start

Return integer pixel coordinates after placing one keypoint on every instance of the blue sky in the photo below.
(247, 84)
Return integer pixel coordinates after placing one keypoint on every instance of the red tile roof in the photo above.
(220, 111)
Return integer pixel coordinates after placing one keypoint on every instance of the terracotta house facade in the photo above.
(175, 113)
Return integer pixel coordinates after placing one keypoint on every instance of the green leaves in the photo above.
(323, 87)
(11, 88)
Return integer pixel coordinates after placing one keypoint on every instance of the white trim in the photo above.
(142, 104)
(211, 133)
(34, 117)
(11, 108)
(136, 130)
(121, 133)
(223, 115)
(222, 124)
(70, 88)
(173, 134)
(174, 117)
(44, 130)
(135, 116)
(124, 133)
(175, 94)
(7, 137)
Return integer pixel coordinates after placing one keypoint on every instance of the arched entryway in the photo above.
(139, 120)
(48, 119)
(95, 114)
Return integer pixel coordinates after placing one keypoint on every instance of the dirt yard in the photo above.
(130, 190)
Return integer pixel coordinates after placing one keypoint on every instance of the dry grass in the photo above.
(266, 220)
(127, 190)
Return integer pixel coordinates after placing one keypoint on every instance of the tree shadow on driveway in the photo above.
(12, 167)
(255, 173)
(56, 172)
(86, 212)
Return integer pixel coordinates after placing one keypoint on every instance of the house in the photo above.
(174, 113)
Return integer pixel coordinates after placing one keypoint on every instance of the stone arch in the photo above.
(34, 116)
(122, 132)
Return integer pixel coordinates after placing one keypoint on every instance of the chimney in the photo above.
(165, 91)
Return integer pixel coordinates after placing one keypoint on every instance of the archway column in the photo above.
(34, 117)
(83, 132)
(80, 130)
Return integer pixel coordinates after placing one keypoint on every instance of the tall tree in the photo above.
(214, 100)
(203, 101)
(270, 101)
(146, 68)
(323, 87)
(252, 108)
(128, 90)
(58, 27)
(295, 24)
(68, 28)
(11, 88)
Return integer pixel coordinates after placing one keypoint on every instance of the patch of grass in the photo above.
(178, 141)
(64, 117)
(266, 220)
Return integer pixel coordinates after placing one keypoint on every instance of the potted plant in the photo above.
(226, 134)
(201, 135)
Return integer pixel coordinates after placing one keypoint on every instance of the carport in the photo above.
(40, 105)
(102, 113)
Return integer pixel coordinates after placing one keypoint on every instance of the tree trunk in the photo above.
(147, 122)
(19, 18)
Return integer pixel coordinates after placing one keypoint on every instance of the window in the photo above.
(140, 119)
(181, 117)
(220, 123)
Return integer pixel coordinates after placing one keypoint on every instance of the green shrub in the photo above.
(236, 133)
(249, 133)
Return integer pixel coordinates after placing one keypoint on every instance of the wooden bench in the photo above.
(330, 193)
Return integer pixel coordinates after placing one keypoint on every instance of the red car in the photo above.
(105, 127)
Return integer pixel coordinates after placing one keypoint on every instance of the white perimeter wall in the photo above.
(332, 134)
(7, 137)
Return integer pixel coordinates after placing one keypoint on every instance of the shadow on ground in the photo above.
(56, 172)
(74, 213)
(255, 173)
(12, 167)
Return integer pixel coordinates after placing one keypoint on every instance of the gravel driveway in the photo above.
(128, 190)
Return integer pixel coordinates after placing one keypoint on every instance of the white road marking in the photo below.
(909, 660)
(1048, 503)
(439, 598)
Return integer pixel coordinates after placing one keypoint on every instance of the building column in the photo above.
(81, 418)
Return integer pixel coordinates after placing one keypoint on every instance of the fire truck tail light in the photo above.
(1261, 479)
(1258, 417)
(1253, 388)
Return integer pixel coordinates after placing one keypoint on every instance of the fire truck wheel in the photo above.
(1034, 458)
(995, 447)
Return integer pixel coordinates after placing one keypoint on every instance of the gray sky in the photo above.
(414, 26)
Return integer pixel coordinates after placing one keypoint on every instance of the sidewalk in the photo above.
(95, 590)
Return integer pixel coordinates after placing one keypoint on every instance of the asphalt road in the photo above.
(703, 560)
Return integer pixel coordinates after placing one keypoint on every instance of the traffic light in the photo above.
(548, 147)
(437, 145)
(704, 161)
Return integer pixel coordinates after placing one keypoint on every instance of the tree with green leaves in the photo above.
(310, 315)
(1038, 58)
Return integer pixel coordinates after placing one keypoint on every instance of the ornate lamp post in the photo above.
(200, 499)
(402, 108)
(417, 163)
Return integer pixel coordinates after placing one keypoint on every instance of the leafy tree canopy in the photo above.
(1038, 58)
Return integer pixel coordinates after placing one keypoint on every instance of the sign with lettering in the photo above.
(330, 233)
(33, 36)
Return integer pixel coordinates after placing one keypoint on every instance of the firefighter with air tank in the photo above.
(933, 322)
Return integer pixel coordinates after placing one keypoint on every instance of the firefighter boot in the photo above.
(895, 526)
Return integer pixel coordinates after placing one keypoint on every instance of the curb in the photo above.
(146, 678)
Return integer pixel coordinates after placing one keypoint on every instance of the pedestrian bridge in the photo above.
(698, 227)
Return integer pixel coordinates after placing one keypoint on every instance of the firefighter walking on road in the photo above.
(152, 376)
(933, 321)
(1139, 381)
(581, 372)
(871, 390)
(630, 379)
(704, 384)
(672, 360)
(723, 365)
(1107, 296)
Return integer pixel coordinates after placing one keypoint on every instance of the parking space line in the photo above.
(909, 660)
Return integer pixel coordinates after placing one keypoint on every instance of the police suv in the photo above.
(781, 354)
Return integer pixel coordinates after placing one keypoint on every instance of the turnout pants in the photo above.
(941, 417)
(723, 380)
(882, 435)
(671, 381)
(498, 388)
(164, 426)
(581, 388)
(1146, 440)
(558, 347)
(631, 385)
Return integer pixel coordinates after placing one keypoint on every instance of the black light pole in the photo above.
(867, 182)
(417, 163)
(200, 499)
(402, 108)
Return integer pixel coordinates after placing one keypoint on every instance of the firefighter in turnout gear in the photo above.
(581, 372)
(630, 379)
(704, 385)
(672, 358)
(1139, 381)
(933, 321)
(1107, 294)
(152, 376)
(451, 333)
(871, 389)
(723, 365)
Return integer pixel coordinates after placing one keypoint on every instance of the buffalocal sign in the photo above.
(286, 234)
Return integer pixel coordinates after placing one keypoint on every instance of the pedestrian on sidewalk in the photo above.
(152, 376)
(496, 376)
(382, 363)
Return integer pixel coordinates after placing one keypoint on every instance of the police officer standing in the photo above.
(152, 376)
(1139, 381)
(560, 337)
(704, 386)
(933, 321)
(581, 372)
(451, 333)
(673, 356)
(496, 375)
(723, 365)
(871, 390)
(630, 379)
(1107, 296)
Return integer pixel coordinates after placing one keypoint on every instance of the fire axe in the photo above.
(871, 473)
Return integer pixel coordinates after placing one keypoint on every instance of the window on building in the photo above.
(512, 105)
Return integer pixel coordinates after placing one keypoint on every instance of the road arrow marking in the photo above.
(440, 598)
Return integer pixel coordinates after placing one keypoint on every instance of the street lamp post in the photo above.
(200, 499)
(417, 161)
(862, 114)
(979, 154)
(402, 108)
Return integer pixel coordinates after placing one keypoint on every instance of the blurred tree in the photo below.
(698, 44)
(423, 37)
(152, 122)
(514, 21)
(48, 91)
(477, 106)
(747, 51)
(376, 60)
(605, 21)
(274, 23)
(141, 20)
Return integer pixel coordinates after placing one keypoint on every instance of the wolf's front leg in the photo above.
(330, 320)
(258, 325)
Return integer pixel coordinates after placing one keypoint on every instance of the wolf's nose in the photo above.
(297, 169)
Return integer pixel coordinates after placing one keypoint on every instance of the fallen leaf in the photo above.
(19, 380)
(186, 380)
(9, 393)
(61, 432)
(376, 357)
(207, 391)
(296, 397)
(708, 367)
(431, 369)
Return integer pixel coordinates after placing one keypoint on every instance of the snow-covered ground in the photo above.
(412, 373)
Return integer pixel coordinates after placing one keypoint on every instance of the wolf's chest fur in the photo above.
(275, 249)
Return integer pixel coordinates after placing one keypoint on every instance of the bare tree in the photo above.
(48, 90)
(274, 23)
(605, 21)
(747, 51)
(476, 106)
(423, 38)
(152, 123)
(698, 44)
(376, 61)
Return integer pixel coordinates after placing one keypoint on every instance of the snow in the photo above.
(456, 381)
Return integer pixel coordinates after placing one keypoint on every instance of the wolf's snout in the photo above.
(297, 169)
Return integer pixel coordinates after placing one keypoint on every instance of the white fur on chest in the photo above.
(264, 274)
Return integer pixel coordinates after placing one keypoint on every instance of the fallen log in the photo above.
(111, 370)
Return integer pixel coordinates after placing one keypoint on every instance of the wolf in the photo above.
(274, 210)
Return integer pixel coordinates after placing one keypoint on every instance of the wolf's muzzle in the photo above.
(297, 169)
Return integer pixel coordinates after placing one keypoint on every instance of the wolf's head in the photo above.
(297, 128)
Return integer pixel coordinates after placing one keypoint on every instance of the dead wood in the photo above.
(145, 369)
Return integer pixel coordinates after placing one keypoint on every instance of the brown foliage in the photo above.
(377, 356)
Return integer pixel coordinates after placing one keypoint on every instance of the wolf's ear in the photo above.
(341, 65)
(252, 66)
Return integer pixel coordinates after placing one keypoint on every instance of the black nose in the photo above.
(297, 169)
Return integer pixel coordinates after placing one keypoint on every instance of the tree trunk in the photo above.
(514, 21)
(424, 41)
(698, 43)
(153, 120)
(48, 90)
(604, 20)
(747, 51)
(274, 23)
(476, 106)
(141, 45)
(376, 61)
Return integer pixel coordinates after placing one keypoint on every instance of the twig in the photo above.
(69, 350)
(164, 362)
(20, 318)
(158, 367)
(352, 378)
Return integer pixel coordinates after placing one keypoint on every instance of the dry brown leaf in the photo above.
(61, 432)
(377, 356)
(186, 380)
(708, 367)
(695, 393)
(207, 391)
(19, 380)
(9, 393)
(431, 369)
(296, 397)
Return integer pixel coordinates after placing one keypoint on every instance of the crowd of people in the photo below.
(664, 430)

end

• **Prompt**:
Output exactly the lines from the one containing "wood in the photo above." through the last line of the entries, both ends included.

• **Complete output**:
Return integer pixel coordinates after placing one keypoint on every instance of the dead wood in the photo above.
(145, 369)
Return integer pixel coordinates after placing one keypoint on every instance of the brown foliage in the photo above.
(377, 356)
Return integer pixel coordinates after placing one keypoint on every instance of the wolf's ear in the photo above.
(341, 65)
(252, 66)
Return integer pixel coordinates after placing one keypoint on every instance of the black nose in the photo above.
(297, 169)
Return integer pixel coordinates after placing one keypoint on every instance of the tree trunk in the photo above.
(514, 21)
(424, 41)
(698, 43)
(153, 120)
(48, 90)
(604, 20)
(747, 51)
(274, 23)
(476, 106)
(141, 45)
(376, 61)
Return integer pixel coordinates after placing one keypoint on every instance of the twig in the photo above.
(69, 350)
(164, 362)
(20, 318)
(158, 367)
(352, 378)
Return integer pixel coordinates after placing one keypoint on every instance of the dry brown leaf in the photo above.
(61, 432)
(377, 356)
(186, 380)
(708, 367)
(695, 393)
(207, 391)
(19, 380)
(9, 393)
(431, 369)
(296, 397)
Return integer pixel coordinates after placing one keypoint on every instance of the crowd of people in the photo below.
(664, 430)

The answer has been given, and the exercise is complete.